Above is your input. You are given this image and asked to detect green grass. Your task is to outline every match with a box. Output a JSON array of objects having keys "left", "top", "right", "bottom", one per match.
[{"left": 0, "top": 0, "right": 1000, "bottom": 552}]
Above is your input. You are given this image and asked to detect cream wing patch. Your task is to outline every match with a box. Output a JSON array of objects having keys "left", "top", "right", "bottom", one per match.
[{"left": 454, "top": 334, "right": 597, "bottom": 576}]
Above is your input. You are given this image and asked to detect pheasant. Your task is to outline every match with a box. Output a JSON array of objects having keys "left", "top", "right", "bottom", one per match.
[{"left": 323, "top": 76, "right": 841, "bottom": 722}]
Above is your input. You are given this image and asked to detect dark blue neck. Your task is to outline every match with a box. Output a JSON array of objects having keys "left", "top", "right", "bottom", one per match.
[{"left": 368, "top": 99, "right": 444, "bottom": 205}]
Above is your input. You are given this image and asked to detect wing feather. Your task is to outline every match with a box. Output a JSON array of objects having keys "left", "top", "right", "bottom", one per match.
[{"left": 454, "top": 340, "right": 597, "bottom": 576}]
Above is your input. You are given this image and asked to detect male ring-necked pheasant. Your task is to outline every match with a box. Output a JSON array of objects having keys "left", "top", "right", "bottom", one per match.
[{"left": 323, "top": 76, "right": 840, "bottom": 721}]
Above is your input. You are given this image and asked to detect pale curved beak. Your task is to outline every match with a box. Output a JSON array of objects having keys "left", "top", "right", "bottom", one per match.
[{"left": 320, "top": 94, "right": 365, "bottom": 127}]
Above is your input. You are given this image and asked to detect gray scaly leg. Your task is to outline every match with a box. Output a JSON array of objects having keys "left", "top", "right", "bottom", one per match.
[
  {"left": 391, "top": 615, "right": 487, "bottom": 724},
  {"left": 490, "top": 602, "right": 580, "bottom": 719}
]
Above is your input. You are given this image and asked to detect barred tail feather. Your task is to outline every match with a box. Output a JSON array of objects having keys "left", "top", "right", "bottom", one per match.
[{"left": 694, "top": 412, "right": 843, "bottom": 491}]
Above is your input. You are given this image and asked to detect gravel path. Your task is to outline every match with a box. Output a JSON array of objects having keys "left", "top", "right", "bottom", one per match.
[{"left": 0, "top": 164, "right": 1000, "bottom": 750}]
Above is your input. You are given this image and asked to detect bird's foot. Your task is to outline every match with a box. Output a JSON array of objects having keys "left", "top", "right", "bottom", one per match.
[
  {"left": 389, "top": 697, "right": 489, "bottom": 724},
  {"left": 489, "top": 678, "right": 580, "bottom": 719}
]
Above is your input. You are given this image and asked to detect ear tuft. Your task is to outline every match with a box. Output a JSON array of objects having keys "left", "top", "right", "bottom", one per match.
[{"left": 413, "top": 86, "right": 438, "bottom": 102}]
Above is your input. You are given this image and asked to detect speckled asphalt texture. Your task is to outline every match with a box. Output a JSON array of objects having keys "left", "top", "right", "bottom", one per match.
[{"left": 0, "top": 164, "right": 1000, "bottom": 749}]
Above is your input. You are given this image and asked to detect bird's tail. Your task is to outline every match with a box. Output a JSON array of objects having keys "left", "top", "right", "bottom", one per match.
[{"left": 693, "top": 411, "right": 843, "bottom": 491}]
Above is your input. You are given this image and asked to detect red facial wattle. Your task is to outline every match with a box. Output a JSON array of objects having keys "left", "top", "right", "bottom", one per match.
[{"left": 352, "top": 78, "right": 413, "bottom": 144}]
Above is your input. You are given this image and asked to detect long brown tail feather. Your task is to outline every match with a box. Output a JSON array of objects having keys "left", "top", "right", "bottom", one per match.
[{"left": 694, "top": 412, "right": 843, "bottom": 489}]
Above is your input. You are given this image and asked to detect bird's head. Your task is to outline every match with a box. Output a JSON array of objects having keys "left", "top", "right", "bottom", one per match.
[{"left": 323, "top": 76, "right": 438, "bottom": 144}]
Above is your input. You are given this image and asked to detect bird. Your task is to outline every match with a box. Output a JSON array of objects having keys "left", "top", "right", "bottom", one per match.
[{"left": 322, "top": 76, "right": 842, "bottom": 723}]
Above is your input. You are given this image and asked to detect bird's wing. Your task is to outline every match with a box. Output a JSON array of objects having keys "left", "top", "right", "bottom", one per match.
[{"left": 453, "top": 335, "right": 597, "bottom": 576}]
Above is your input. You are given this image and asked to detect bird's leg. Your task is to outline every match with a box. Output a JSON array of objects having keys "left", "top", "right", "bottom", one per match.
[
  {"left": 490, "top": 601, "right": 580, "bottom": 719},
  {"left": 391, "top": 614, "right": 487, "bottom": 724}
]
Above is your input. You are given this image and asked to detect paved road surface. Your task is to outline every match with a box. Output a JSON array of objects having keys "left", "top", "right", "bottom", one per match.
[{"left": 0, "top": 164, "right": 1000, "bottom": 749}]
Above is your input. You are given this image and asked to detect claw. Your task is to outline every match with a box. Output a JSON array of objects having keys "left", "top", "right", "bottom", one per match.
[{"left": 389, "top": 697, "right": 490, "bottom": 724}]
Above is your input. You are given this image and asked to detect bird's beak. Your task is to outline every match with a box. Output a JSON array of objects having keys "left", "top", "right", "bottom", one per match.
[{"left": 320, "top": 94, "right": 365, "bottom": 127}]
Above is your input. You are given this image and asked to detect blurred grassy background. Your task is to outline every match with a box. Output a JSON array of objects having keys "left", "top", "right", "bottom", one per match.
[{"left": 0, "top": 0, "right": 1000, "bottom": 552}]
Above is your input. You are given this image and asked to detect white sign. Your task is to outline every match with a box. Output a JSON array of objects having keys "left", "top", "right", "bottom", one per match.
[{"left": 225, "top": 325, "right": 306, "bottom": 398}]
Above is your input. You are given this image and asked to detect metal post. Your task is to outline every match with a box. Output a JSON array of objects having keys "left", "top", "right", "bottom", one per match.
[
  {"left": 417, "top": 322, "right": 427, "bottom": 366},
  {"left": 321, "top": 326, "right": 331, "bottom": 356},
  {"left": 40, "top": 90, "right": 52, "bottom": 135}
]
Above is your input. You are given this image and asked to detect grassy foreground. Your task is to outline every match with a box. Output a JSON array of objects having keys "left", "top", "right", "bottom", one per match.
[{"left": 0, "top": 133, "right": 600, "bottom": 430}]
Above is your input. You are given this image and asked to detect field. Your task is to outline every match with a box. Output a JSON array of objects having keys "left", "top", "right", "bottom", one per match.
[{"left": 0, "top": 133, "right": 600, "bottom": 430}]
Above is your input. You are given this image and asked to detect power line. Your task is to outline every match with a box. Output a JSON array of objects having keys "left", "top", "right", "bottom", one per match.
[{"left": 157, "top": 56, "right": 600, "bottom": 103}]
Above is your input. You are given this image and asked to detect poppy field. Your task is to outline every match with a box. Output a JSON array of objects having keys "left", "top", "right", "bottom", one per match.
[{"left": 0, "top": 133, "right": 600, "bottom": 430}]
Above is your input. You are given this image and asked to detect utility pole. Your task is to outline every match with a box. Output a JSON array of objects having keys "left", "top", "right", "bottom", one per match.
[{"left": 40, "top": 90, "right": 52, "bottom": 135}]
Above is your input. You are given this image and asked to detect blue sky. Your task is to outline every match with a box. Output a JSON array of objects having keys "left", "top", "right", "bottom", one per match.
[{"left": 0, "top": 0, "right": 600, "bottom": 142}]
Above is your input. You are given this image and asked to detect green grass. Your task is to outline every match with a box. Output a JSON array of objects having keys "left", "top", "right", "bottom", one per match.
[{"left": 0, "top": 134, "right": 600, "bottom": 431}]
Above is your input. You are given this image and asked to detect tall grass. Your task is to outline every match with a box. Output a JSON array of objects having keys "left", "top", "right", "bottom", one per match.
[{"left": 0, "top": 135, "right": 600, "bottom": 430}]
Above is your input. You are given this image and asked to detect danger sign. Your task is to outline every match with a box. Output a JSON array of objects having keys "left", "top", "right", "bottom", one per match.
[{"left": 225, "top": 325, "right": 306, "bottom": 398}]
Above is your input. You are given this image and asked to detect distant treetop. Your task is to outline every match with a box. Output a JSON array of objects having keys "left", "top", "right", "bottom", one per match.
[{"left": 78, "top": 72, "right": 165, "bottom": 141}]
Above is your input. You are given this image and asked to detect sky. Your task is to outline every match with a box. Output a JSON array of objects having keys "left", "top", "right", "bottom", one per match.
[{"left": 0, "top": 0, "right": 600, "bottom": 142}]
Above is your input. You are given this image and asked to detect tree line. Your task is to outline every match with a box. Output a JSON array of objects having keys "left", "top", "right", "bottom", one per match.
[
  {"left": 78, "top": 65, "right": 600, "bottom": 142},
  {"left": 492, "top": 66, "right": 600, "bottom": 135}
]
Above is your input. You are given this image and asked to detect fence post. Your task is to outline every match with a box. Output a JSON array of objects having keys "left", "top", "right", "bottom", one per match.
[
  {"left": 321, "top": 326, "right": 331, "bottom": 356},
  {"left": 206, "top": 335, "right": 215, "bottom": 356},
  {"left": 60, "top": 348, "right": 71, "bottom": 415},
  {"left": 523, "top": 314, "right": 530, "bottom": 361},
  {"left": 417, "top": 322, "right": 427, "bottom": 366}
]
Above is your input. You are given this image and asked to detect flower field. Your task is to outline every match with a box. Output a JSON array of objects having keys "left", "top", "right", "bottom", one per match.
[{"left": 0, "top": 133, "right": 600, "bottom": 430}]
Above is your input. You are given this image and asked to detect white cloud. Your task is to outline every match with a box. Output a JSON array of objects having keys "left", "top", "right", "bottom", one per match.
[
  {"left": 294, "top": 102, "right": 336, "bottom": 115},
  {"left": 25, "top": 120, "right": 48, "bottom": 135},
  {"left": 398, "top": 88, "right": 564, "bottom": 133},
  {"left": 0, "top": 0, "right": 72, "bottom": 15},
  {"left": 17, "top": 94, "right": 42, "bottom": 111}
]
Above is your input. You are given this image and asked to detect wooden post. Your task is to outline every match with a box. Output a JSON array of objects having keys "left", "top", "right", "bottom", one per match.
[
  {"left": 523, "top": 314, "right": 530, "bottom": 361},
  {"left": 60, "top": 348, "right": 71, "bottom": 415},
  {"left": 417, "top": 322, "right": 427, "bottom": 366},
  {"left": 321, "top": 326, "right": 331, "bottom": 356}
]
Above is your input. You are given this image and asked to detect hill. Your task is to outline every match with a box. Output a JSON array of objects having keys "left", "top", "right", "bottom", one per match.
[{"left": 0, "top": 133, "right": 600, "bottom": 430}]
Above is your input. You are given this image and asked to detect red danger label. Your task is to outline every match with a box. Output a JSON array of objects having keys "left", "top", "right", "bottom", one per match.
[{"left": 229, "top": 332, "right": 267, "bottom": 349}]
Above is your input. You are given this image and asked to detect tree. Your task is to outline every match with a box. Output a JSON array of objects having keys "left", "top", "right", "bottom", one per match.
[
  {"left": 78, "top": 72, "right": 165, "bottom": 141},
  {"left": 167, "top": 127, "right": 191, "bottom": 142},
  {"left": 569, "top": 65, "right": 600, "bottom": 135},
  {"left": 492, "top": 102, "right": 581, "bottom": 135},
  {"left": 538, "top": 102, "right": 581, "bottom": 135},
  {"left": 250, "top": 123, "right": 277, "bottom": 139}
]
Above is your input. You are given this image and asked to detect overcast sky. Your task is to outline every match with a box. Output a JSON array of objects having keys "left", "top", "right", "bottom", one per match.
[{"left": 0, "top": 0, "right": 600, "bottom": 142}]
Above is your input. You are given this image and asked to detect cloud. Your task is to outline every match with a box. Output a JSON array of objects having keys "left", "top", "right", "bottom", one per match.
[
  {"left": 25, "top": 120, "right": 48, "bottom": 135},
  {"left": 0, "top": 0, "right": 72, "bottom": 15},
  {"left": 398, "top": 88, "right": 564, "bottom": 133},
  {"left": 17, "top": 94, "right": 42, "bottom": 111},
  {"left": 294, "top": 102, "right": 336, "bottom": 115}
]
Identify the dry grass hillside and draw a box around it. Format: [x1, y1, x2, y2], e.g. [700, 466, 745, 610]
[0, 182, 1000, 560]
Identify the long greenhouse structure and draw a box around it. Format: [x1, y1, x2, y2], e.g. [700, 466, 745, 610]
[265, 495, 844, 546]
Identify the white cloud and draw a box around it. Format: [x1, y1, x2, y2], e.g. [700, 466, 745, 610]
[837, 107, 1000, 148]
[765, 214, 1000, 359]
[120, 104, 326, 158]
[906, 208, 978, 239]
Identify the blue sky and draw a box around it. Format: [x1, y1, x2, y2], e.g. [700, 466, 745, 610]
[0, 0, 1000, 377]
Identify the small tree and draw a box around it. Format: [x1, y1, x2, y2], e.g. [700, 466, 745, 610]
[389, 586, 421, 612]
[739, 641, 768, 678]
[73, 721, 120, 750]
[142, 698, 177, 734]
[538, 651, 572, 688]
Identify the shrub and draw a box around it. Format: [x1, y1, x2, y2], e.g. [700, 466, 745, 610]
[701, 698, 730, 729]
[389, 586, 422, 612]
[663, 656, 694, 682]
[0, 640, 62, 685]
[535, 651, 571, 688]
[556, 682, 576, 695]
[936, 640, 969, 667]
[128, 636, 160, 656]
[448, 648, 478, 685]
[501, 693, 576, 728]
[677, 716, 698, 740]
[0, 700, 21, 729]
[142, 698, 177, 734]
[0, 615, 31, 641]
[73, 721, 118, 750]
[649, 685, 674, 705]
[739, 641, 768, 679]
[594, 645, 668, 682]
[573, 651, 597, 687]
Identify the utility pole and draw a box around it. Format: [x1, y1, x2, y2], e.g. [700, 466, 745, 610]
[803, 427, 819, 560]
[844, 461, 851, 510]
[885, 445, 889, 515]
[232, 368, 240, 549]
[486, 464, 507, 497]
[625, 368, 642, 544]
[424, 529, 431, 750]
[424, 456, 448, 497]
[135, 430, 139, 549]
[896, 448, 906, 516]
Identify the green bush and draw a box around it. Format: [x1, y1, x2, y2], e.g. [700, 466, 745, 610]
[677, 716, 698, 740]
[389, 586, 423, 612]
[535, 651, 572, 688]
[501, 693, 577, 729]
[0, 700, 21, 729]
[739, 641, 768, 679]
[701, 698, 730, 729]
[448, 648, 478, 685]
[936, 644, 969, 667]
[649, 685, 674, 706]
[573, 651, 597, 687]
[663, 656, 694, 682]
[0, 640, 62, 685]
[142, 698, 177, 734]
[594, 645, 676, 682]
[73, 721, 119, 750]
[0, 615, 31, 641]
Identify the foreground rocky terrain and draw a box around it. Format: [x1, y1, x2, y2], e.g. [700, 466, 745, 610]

● ● ●

_Task statement_:
In the listing above, find the line containing "Identify the green", then reproduce it and each line after it through the end, exactly and with nothing added.

_Exercise result_:
Identify the green bush and draw a box around it. Format: [x1, y1, x2, y2], e.g. [700, 466, 745, 610]
[677, 716, 698, 740]
[389, 586, 423, 612]
[535, 651, 572, 688]
[501, 693, 577, 729]
[0, 700, 21, 729]
[739, 641, 768, 679]
[701, 698, 730, 729]
[448, 648, 478, 685]
[936, 644, 969, 667]
[649, 685, 674, 706]
[573, 651, 597, 687]
[663, 656, 694, 682]
[0, 640, 62, 685]
[142, 698, 177, 734]
[594, 645, 676, 682]
[73, 721, 119, 750]
[0, 615, 31, 641]
Identify the foreground rocky terrain and draw a box around it. Format: [x1, y1, x2, y2], e.g. [700, 466, 745, 610]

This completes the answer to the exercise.